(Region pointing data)
• • •

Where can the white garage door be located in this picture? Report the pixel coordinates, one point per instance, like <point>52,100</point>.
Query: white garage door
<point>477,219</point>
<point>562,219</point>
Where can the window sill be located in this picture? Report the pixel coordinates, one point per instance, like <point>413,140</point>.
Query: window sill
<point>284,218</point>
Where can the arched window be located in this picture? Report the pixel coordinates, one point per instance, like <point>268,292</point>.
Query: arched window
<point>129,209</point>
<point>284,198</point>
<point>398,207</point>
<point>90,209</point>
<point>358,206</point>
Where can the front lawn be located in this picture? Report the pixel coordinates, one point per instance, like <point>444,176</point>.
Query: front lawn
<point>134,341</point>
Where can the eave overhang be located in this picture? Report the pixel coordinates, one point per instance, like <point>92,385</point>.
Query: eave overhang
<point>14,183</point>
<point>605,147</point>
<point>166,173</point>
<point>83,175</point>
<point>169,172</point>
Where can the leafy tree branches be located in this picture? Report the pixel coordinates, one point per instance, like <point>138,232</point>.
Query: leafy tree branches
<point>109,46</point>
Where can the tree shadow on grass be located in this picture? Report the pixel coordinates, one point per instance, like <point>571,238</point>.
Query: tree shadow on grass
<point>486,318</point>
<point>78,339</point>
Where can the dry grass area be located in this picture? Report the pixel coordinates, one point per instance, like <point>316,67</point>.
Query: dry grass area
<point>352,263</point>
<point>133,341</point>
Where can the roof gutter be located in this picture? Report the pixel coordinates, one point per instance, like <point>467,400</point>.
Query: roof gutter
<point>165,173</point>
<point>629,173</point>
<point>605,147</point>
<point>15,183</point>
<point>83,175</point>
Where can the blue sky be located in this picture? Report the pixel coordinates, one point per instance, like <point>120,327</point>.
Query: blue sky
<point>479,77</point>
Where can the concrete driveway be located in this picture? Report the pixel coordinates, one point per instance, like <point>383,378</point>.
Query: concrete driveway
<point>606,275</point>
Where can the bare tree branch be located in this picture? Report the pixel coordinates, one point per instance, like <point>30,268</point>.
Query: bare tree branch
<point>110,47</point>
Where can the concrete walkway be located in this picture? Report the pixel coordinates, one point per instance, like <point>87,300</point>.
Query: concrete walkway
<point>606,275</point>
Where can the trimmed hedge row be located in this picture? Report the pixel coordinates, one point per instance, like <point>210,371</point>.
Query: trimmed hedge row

• • •

§ WHAT IS REQUIRED
The expected output is the complete data, repeated exactly.

§ TASK SOLUTION
Where can the white garage door be located in this picture? Report the pixel coordinates, one point per instance, like <point>52,100</point>.
Query: white garage door
<point>477,219</point>
<point>562,219</point>
Where can the window sill be located in this picture? Report the pixel coordinates, one point per instance, like <point>413,140</point>.
Query: window sill
<point>284,218</point>
Where can the arched window be located in this picture? Report the pixel coordinates, one point per instance, like <point>268,292</point>.
Query: arched window
<point>129,209</point>
<point>284,198</point>
<point>398,207</point>
<point>90,209</point>
<point>358,206</point>
Where can the front lawn be located in this picture? Report the pixel coordinates, one point per instance, like <point>444,176</point>.
Query: front lawn
<point>134,341</point>
Where can the eave overhang be located in this picture? Report the pixel coordinates, one point per instance, like <point>92,385</point>.
Query: eave overhang
<point>14,183</point>
<point>605,147</point>
<point>166,173</point>
<point>83,175</point>
<point>169,172</point>
Where can the leafy tree branches be located in this picture? Report the pixel coordinates, one point per instance, like <point>138,232</point>.
Query: leafy tree branches
<point>109,46</point>
Where can the tree shadow on grass be located in this picture? Report the pixel coordinates, one point per instance, like <point>571,238</point>.
Query: tree shadow on grass
<point>486,318</point>
<point>78,339</point>
Where can the dry grass area be located in this picture? Report the pixel coordinates, one point per instance, like <point>316,67</point>.
Query: dry grass area
<point>352,263</point>
<point>133,341</point>
Where can the roof gutter be located in this picture? Report the pixel coordinates, one point per instance, like <point>467,400</point>.
Query: roof gutter
<point>165,173</point>
<point>629,173</point>
<point>605,147</point>
<point>15,183</point>
<point>83,175</point>
Where can the blue sky be located in this picture? Report the pixel coordinates, one point per instance, like <point>120,327</point>.
Query: blue sky
<point>479,77</point>
Where can the concrete driveway be located in this picture? Report the pixel coordinates, one point per instance, like <point>383,378</point>.
Query: concrete driveway
<point>606,275</point>
Where can the bare tree branch be located in this picture? Report the pixel coordinates, one point per instance, like <point>30,268</point>.
Query: bare tree branch
<point>110,47</point>
Where can the concrete walkway be located in this picture? Report the pixel coordinates, one point per instance, like <point>87,300</point>.
Query: concrete walkway
<point>606,275</point>
Where can the trimmed hedge row be located in this picture? Report the pixel coordinates, one point per instance, like <point>210,371</point>.
Query: trimmed hedge row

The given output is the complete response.